Some of these posts are not in chronological order as they have been added retrospectively

Best New British and Irish Poets 2017 - 

Eyewear Publishing

This was the thrilling moment the great heaving door to 'getting published' creaked open, not least because it led to the publishing of my pamphlet. It was wonderful to be included in such a lineup and I met quite a few of the included poets at the launch of the anthology. The brilliant and lovely Jo Burns performed and we've kept in touch since (I highly recommend getting yourself a copy of her recently-launched pamphlet Circling For Gods. Her work is special.) 

It's a diverse anthology and a great way to introduce yourself to emerging poets.

Click to buy from Eyewear Publishing

LAUNCHED: Trial By Scar - Eyewear Publishing

December 10th 2017

At last! For a mere slip of a volume this took some time. It's my debut pamphlet of poems that I'd written over the course of seven years while I was finding my voice and the direction my interest was taking.
--------------------
Activity
Carry on the blog post about getting poems published, picking up after its last sentence.

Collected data
--------------------
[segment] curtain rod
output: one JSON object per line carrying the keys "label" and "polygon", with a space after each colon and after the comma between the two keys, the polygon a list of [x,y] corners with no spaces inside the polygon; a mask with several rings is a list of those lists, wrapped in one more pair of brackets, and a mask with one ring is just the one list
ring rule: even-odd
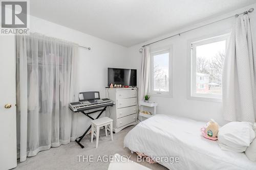
{"label": "curtain rod", "polygon": [[[254,8],[250,8],[250,9],[249,9],[249,10],[248,11],[244,11],[243,12],[242,12],[242,13],[240,13],[239,14],[236,14],[234,15],[235,17],[238,17],[239,15],[241,15],[241,14],[247,14],[248,12],[252,12],[252,11],[253,11],[254,10]],[[206,24],[205,25],[203,25],[203,26],[200,26],[200,27],[197,27],[197,28],[194,28],[194,29],[190,29],[190,30],[187,30],[187,31],[184,31],[183,32],[181,32],[181,33],[178,33],[178,34],[175,34],[175,35],[172,35],[169,37],[166,37],[166,38],[163,38],[163,39],[161,39],[160,40],[157,40],[157,41],[154,41],[153,42],[151,42],[151,43],[150,43],[147,44],[146,44],[146,45],[144,45],[142,46],[142,48],[147,46],[147,45],[151,45],[151,44],[154,44],[154,43],[155,43],[156,42],[158,42],[159,41],[163,41],[163,40],[164,40],[166,39],[168,39],[168,38],[172,38],[172,37],[175,37],[175,36],[177,36],[178,35],[179,36],[180,36],[180,35],[181,34],[184,34],[184,33],[187,33],[188,32],[189,32],[189,31],[193,31],[193,30],[196,30],[196,29],[198,29],[199,28],[202,28],[202,27],[205,27],[205,26],[207,26],[208,25],[211,25],[211,24],[212,24],[212,23],[214,23],[215,22],[219,22],[219,21],[222,21],[223,20],[225,20],[225,19],[227,19],[228,18],[231,18],[233,17],[233,16],[229,16],[229,17],[227,17],[226,18],[223,18],[223,19],[220,19],[220,20],[217,20],[217,21],[214,21],[214,22],[210,22],[210,23],[207,23],[207,24]],[[140,48],[140,50],[139,50],[139,52],[140,53],[142,53],[142,48]]]}
{"label": "curtain rod", "polygon": [[83,48],[87,49],[88,50],[91,50],[91,47],[88,47],[82,46],[82,45],[78,45],[78,46],[82,47],[82,48]]}

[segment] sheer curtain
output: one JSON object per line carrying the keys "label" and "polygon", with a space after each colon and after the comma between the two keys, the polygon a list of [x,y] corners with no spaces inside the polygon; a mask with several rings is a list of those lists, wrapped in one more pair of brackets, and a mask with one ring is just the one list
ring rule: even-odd
{"label": "sheer curtain", "polygon": [[144,101],[144,96],[148,92],[150,85],[150,47],[146,46],[143,47],[142,58],[140,67],[139,87],[139,104]]}
{"label": "sheer curtain", "polygon": [[78,99],[78,46],[39,34],[17,36],[17,152],[21,162],[76,138],[69,103]]}
{"label": "sheer curtain", "polygon": [[223,73],[224,116],[229,121],[255,122],[256,56],[248,14],[236,18]]}

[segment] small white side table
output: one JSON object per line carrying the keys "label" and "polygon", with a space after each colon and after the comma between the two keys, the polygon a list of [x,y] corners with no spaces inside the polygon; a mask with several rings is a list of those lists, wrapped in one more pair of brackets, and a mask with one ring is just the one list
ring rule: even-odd
{"label": "small white side table", "polygon": [[142,113],[141,112],[141,111],[139,113],[139,115],[142,117],[146,117],[146,118],[150,118],[157,114],[157,103],[156,102],[145,102],[144,101],[142,101],[141,104],[141,111],[144,111],[144,107],[154,107],[154,112],[152,113],[152,115],[150,114],[144,114]]}

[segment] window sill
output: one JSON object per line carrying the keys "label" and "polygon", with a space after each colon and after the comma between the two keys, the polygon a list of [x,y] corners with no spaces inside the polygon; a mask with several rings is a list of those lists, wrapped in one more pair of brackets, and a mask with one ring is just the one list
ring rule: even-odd
{"label": "window sill", "polygon": [[188,96],[188,99],[190,100],[195,100],[195,101],[209,102],[217,102],[217,103],[222,102],[222,99],[221,98],[214,98],[206,97],[206,96]]}

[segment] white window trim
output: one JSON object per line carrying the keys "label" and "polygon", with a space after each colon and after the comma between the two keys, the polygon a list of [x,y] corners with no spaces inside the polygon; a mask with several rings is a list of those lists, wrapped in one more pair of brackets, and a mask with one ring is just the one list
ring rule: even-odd
{"label": "white window trim", "polygon": [[[160,48],[151,50],[150,52],[150,94],[157,97],[173,98],[173,45],[169,45]],[[154,63],[152,54],[160,54],[168,52],[169,53],[169,91],[157,91],[153,90]]]}
{"label": "white window trim", "polygon": [[[195,38],[189,40],[187,41],[187,99],[188,100],[203,101],[206,102],[222,102],[222,94],[200,94],[193,92],[193,90],[195,90],[194,88],[196,86],[195,81],[196,81],[196,60],[193,60],[192,58],[195,57],[196,55],[192,55],[192,53],[195,52],[195,49],[196,46],[200,44],[204,44],[207,43],[207,42],[214,42],[214,41],[219,41],[222,40],[226,40],[226,49],[228,44],[229,37],[230,34],[230,30],[228,30],[223,33],[216,33],[206,36],[202,37],[201,38]],[[197,42],[198,41],[198,42]],[[194,50],[191,50],[191,44],[193,43]],[[194,45],[195,44],[196,45]],[[226,50],[226,52],[227,50]],[[192,63],[192,61],[194,62]],[[193,69],[193,70],[192,70]],[[194,73],[194,74],[193,74]],[[191,78],[194,76],[194,79]],[[196,95],[195,95],[196,94]]]}

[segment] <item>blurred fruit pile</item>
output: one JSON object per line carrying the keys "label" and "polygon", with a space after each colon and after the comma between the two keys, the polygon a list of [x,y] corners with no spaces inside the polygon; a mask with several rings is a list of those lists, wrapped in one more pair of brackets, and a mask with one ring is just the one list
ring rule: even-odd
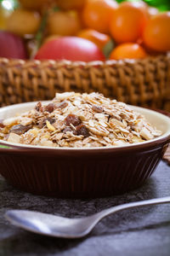
{"label": "blurred fruit pile", "polygon": [[170,12],[142,0],[0,0],[0,57],[105,61],[170,50]]}

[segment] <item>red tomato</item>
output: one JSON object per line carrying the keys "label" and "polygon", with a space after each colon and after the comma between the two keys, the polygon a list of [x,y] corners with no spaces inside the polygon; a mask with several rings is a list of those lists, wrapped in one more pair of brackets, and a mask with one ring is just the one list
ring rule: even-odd
{"label": "red tomato", "polygon": [[37,60],[69,60],[81,61],[105,61],[102,51],[95,44],[76,37],[50,40],[37,51]]}
{"label": "red tomato", "polygon": [[0,57],[26,59],[27,54],[23,40],[11,32],[1,31]]}

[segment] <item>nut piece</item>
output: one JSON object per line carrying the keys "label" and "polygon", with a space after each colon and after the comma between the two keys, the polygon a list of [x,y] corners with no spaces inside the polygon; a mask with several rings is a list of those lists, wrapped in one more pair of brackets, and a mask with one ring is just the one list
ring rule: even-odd
{"label": "nut piece", "polygon": [[8,143],[20,143],[20,137],[14,132],[9,133],[9,136],[7,140]]}
{"label": "nut piece", "polygon": [[10,130],[9,132],[16,133],[21,135],[26,132],[29,129],[31,128],[31,125],[14,125]]}
{"label": "nut piece", "polygon": [[148,129],[143,127],[140,131],[140,136],[146,140],[151,140],[154,137]]}
{"label": "nut piece", "polygon": [[46,120],[46,125],[47,125],[48,128],[50,131],[55,131],[55,128],[54,128],[53,125],[51,125],[51,124],[49,123],[49,121]]}

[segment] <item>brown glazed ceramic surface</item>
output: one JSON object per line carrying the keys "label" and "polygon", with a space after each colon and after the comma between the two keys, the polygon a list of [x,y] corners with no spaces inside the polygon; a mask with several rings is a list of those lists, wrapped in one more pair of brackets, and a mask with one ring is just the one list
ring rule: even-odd
{"label": "brown glazed ceramic surface", "polygon": [[[162,116],[158,114],[157,123]],[[151,175],[165,153],[170,142],[170,119],[165,119],[164,136],[130,146],[46,148],[13,144],[0,148],[0,173],[15,188],[37,195],[89,198],[127,192]]]}

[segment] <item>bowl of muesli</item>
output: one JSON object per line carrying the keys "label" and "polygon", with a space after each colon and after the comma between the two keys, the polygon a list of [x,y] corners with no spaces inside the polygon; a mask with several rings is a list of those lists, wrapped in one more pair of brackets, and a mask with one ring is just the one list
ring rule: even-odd
{"label": "bowl of muesli", "polygon": [[89,198],[136,189],[169,142],[169,118],[95,92],[0,108],[0,173],[37,195]]}

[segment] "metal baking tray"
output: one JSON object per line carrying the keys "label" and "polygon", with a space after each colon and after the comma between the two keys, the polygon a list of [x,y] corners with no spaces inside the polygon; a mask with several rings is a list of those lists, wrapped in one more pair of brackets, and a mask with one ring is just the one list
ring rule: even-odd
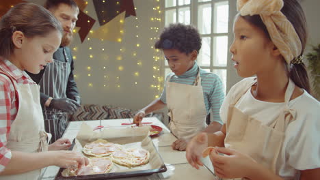
{"label": "metal baking tray", "polygon": [[[148,137],[148,138],[150,138],[150,137]],[[73,149],[73,147],[75,145],[75,139],[73,140],[72,143],[69,150]],[[154,152],[156,152],[156,153],[155,153],[155,155],[158,156],[157,157],[157,158],[159,158],[158,160],[160,160],[161,162],[160,166],[158,166],[155,168],[150,168],[150,169],[146,169],[146,170],[133,170],[133,169],[134,170],[134,168],[133,168],[130,170],[130,171],[126,171],[126,172],[108,172],[105,174],[90,175],[83,175],[83,176],[74,176],[74,177],[62,176],[62,172],[65,168],[60,168],[57,175],[55,176],[55,179],[56,180],[108,179],[125,178],[125,177],[137,177],[137,176],[145,176],[145,175],[150,175],[154,173],[163,172],[167,171],[167,167],[165,166],[162,158],[161,157],[157,148],[153,144],[152,140],[151,139],[150,140],[151,141],[150,143],[152,143],[152,146],[150,147],[152,149],[154,149],[152,150],[155,151]],[[150,157],[150,160],[151,160],[151,157]]]}

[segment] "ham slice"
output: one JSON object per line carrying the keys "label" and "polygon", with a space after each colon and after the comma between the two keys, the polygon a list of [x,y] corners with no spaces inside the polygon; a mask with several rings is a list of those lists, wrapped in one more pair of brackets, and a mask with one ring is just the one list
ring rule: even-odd
{"label": "ham slice", "polygon": [[133,152],[133,155],[135,157],[143,158],[145,157],[147,154],[147,151],[144,149],[135,149]]}
{"label": "ham slice", "polygon": [[106,149],[108,152],[114,152],[116,151],[116,150],[118,149],[119,147],[117,147],[116,145],[113,145],[112,146],[107,147]]}
{"label": "ham slice", "polygon": [[85,147],[86,148],[92,149],[92,148],[94,148],[94,147],[98,147],[98,144],[93,142],[93,143],[87,144],[87,145],[85,145]]}
{"label": "ham slice", "polygon": [[113,146],[114,144],[112,142],[107,142],[107,143],[99,142],[99,145],[103,147],[111,147],[111,146]]}
{"label": "ham slice", "polygon": [[82,166],[79,170],[78,170],[78,175],[91,175],[93,173],[93,170],[92,167],[87,166]]}
{"label": "ham slice", "polygon": [[91,151],[92,153],[95,154],[103,154],[107,151],[107,147],[95,147]]}
{"label": "ham slice", "polygon": [[92,170],[94,173],[103,173],[107,170],[106,166],[94,166],[92,167]]}
{"label": "ham slice", "polygon": [[123,151],[115,151],[114,153],[114,157],[116,157],[116,158],[124,158],[126,157],[126,152]]}

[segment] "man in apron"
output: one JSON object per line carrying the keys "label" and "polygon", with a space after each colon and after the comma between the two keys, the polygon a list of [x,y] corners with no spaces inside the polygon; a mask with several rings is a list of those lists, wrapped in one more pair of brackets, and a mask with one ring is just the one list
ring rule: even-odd
{"label": "man in apron", "polygon": [[72,0],[48,0],[44,6],[60,21],[64,34],[60,47],[53,54],[53,62],[38,74],[28,74],[40,86],[45,130],[52,134],[53,142],[64,132],[68,114],[72,114],[80,106],[80,96],[73,78],[72,56],[66,47],[72,40],[79,11]]}

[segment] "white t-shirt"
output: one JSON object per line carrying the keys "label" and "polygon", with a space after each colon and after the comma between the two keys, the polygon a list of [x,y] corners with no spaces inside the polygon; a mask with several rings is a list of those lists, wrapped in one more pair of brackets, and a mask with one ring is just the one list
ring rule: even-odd
{"label": "white t-shirt", "polygon": [[[222,121],[226,123],[228,108],[237,93],[243,91],[252,78],[245,78],[233,86],[220,110]],[[284,103],[257,100],[247,89],[235,106],[243,113],[271,124],[282,113]],[[231,101],[232,100],[232,101]],[[306,91],[289,103],[296,110],[295,120],[290,123],[285,132],[284,141],[277,161],[277,170],[286,179],[299,179],[299,170],[320,168],[320,102]]]}

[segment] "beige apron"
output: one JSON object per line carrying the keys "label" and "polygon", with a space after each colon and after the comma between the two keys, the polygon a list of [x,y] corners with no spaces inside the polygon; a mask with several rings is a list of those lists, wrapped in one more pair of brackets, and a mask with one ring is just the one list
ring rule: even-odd
{"label": "beige apron", "polygon": [[169,128],[178,138],[189,139],[206,127],[200,70],[194,85],[166,82],[167,106],[171,121]]}
{"label": "beige apron", "polygon": [[229,106],[226,136],[224,145],[249,155],[259,164],[278,174],[276,162],[284,139],[288,124],[295,119],[295,110],[289,109],[289,102],[295,89],[295,84],[289,79],[284,95],[283,113],[269,125],[245,115],[235,106],[240,97],[256,83],[254,80],[238,93]]}
{"label": "beige apron", "polygon": [[[47,151],[46,138],[50,138],[50,134],[44,131],[39,86],[36,84],[17,85],[1,68],[0,73],[10,78],[17,91],[19,102],[16,119],[11,124],[7,147],[11,151],[28,153]],[[40,172],[41,169],[38,169],[19,175],[0,175],[0,179],[35,180],[38,179]]]}

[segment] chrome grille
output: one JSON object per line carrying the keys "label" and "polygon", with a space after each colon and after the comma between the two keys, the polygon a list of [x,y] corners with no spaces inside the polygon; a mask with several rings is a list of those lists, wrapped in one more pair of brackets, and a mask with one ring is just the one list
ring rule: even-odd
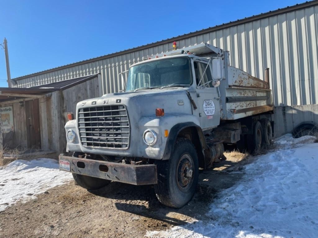
{"label": "chrome grille", "polygon": [[129,147],[130,126],[124,105],[81,108],[78,118],[84,146],[120,149]]}

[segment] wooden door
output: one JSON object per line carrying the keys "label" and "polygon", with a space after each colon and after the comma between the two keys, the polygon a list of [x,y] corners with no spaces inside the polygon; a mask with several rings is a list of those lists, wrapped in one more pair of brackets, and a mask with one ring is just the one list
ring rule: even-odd
{"label": "wooden door", "polygon": [[39,100],[26,101],[25,119],[28,147],[41,149]]}

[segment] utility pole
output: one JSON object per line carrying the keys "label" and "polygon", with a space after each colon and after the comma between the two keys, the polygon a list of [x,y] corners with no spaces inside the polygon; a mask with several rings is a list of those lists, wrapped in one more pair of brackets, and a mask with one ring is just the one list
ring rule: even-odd
{"label": "utility pole", "polygon": [[3,42],[3,46],[4,48],[4,53],[5,54],[5,63],[7,66],[7,77],[8,78],[8,86],[9,88],[12,87],[11,84],[11,76],[10,74],[10,66],[9,65],[9,55],[8,53],[8,43],[7,39],[4,37]]}

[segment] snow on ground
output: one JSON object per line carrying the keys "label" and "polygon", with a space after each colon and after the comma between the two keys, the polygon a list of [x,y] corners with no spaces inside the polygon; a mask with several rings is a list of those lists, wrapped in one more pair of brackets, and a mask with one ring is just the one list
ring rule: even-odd
{"label": "snow on ground", "polygon": [[59,169],[57,161],[43,158],[19,160],[0,167],[0,211],[73,178],[72,174]]}
{"label": "snow on ground", "polygon": [[280,149],[256,158],[238,172],[245,174],[241,180],[217,195],[208,219],[146,235],[318,237],[318,143],[308,142],[312,138],[279,138]]}

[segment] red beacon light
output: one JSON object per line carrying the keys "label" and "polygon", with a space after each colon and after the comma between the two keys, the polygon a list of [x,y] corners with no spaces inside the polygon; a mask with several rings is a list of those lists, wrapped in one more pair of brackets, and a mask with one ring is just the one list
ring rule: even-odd
{"label": "red beacon light", "polygon": [[175,41],[173,42],[173,44],[172,45],[172,47],[173,47],[174,50],[175,50],[177,49],[177,43]]}

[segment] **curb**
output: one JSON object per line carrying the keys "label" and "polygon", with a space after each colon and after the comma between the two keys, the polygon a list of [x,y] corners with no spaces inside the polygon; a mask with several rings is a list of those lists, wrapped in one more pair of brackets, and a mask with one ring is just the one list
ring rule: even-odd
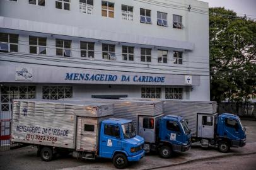
{"label": "curb", "polygon": [[197,161],[208,161],[208,160],[211,160],[212,159],[223,158],[223,157],[232,157],[232,156],[248,156],[248,155],[253,155],[253,154],[256,154],[256,152],[246,153],[246,154],[230,154],[228,155],[221,155],[221,156],[212,156],[212,157],[209,157],[200,158],[200,159],[192,159],[192,160],[189,160],[189,161],[183,161],[183,162],[179,162],[179,163],[173,164],[156,166],[156,167],[153,167],[147,168],[147,169],[143,169],[143,170],[150,170],[150,169],[164,168],[164,167],[172,167],[172,166],[176,166],[195,162],[197,162]]}

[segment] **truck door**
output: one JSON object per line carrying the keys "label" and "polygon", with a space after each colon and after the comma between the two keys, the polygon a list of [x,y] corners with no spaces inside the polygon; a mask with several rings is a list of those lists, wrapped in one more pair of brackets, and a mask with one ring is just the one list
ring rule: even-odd
{"label": "truck door", "polygon": [[155,119],[150,116],[139,116],[138,135],[145,142],[154,142]]}
{"label": "truck door", "polygon": [[100,155],[103,157],[112,158],[115,150],[122,149],[120,127],[111,124],[103,124],[103,133],[100,140]]}
{"label": "truck door", "polygon": [[214,115],[197,114],[197,137],[213,139]]}

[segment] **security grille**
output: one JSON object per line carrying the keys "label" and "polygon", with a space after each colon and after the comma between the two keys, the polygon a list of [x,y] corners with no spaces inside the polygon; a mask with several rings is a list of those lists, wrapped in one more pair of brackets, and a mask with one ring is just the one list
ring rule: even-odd
{"label": "security grille", "polygon": [[165,98],[173,99],[183,99],[182,88],[165,88]]}
{"label": "security grille", "polygon": [[141,98],[161,98],[161,88],[142,88]]}
{"label": "security grille", "polygon": [[72,98],[71,86],[43,86],[43,99],[59,99]]}

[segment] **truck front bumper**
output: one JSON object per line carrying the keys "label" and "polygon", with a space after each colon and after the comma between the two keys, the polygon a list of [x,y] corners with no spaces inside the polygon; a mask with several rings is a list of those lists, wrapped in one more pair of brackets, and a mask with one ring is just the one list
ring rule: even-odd
{"label": "truck front bumper", "polygon": [[127,157],[128,161],[139,161],[145,155],[145,151],[143,150],[143,152],[136,156],[129,156]]}
{"label": "truck front bumper", "polygon": [[232,147],[243,147],[246,144],[246,139],[244,140],[232,140]]}
{"label": "truck front bumper", "polygon": [[173,151],[176,152],[183,152],[189,150],[191,148],[192,142],[189,143],[187,145],[173,145]]}

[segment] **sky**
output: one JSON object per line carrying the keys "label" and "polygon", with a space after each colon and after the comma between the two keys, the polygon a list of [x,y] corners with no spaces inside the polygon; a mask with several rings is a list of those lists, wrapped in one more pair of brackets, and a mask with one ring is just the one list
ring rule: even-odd
{"label": "sky", "polygon": [[209,7],[224,7],[238,14],[256,18],[256,0],[199,0],[209,3]]}

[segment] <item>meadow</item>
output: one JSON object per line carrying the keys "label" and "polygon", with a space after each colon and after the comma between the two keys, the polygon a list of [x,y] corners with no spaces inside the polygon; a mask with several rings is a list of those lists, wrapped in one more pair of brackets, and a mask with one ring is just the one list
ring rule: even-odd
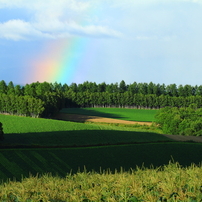
{"label": "meadow", "polygon": [[111,173],[78,172],[64,178],[50,174],[30,176],[0,185],[6,202],[197,202],[202,198],[201,167],[178,163],[156,169]]}
{"label": "meadow", "polygon": [[99,116],[127,121],[155,121],[155,114],[158,110],[149,109],[127,109],[127,108],[64,108],[62,113],[81,114],[88,116]]}
{"label": "meadow", "polygon": [[[90,111],[74,113],[79,110]],[[109,109],[95,109],[90,115],[139,121],[129,113],[134,109],[123,109],[125,115],[113,110],[110,115]],[[141,121],[154,120],[148,117],[155,110],[149,111],[139,110]],[[131,126],[8,115],[0,115],[0,122],[5,132],[0,142],[1,201],[202,199],[201,143],[176,142]],[[171,159],[179,164],[169,164]]]}

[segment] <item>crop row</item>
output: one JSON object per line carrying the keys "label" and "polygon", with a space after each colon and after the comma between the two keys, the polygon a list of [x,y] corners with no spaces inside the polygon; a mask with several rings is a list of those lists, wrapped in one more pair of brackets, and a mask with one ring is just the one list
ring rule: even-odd
{"label": "crop row", "polygon": [[0,185],[1,201],[34,202],[199,202],[202,167],[169,163],[156,169],[111,173],[78,172],[64,178],[50,174]]}

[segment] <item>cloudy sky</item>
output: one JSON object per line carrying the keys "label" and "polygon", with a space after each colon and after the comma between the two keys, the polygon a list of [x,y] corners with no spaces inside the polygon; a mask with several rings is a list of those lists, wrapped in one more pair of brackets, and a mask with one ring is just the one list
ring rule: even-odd
{"label": "cloudy sky", "polygon": [[201,85],[202,0],[0,0],[0,80]]}

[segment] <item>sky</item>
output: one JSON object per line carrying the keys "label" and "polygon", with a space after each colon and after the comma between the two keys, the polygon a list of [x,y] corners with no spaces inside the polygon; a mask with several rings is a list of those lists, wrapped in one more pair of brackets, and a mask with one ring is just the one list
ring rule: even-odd
{"label": "sky", "polygon": [[202,0],[0,0],[0,80],[201,85]]}

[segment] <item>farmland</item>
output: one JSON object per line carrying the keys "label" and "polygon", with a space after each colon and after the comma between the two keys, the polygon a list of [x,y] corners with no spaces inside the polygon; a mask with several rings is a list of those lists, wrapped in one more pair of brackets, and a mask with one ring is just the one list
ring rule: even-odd
{"label": "farmland", "polygon": [[[120,112],[121,110],[122,112]],[[136,115],[139,116],[137,118],[131,113],[136,112],[134,109],[64,109],[62,112],[70,113],[70,111],[75,114],[130,121],[151,121],[154,120],[156,113],[155,110],[137,110]],[[126,125],[85,124],[8,115],[0,115],[0,122],[3,123],[5,132],[5,140],[0,142],[2,147],[0,153],[1,179],[5,182],[8,178],[21,180],[22,177],[28,177],[30,174],[33,176],[43,175],[41,178],[31,177],[22,181],[26,184],[23,186],[30,190],[26,193],[30,192],[31,194],[35,190],[34,194],[28,194],[29,196],[26,193],[20,194],[18,185],[11,183],[2,188],[1,200],[9,196],[9,193],[10,201],[12,201],[12,197],[18,197],[18,201],[26,201],[28,198],[30,201],[40,199],[43,201],[50,199],[52,201],[65,201],[67,199],[69,201],[83,201],[84,199],[100,201],[102,197],[106,201],[129,200],[132,197],[144,201],[157,201],[163,195],[168,199],[175,192],[184,201],[186,201],[186,194],[197,200],[201,197],[198,188],[201,185],[198,181],[185,183],[183,177],[180,180],[177,178],[179,173],[185,178],[187,178],[188,173],[191,173],[192,177],[194,175],[200,177],[200,167],[192,166],[183,169],[173,164],[168,165],[167,170],[158,171],[161,166],[167,165],[171,159],[179,162],[183,167],[193,163],[199,165],[201,163],[199,154],[202,153],[201,143],[178,142],[156,132],[137,131],[135,127]],[[143,167],[137,169],[137,166]],[[138,175],[135,174],[136,172]],[[151,178],[149,174],[151,172],[155,174],[155,177]],[[52,173],[54,177],[48,176],[47,173]],[[161,181],[164,174],[166,174],[166,180],[160,185],[157,181]],[[59,178],[59,176],[66,178]],[[132,179],[136,179],[138,176],[138,179],[142,176],[142,180],[139,182],[137,179],[137,184],[134,184]],[[177,180],[176,183],[178,184],[169,187],[170,178]],[[72,184],[71,180],[73,179],[74,183]],[[95,179],[100,187],[92,187]],[[48,192],[45,190],[41,189],[40,194],[37,194],[39,193],[39,184],[36,184],[36,181],[46,182],[47,186],[50,186],[48,190],[53,195],[49,194],[49,199],[47,198]],[[121,182],[120,186],[115,186],[118,181]],[[41,183],[43,184],[43,182]],[[34,183],[36,187],[34,187]],[[56,185],[57,183],[58,185]],[[67,196],[62,189],[68,186],[68,183],[72,184],[72,188],[71,190],[65,188],[66,193],[68,193]],[[52,190],[55,188],[51,184],[58,186],[60,196]],[[63,188],[59,184],[63,184]],[[112,184],[113,189],[110,188]],[[16,190],[9,191],[11,190],[9,186],[16,186]],[[145,186],[154,187],[155,193],[148,191],[149,188],[146,190]],[[188,187],[186,194],[179,191],[178,188],[185,186]],[[106,191],[106,187],[108,187],[108,191]],[[158,191],[159,188],[162,188],[163,191]],[[112,192],[116,194],[113,195]],[[186,199],[191,199],[190,197]],[[9,201],[8,199],[9,197],[6,198],[7,201]]]}
{"label": "farmland", "polygon": [[62,113],[81,114],[88,116],[98,116],[105,118],[114,118],[127,121],[155,121],[155,114],[158,110],[148,109],[126,109],[126,108],[64,108]]}

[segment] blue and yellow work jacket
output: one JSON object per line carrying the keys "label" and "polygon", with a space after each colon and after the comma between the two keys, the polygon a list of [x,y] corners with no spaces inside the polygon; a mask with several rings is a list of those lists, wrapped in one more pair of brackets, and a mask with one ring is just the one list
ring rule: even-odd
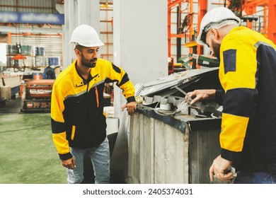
--------------------
Solved exercise
From the blurb, "Trial By Scar explores the pivotal points in life's inevitable crises. Watershed moments arise from a stranger's act of kindness, brutality in the natural world, or a last chance to escape. A butterfly battles to emerge from its chrysalis, a young woman is commodified by the music business, and a baby's insistent needs offer a mother the chance to start anew. Deborah Turnbull considers how our human responses to duress determine our futures. She questions whether help is coming and how we can save ourselves. Trial By Scar explores fleeting moments of reprieve within traumatic times, offers templates for recovery and is a reminder of our ability to thrive." 

Many of the poems are direct from my own experiences, while others are observations of how I see similar themes of trauma and renewal playing out in the wider world and politically. 

Click to buy from Eyewear Publishing

Click to buy from Amazon

See 'Reviews'.

Deb's dead, baby. Deb's dead.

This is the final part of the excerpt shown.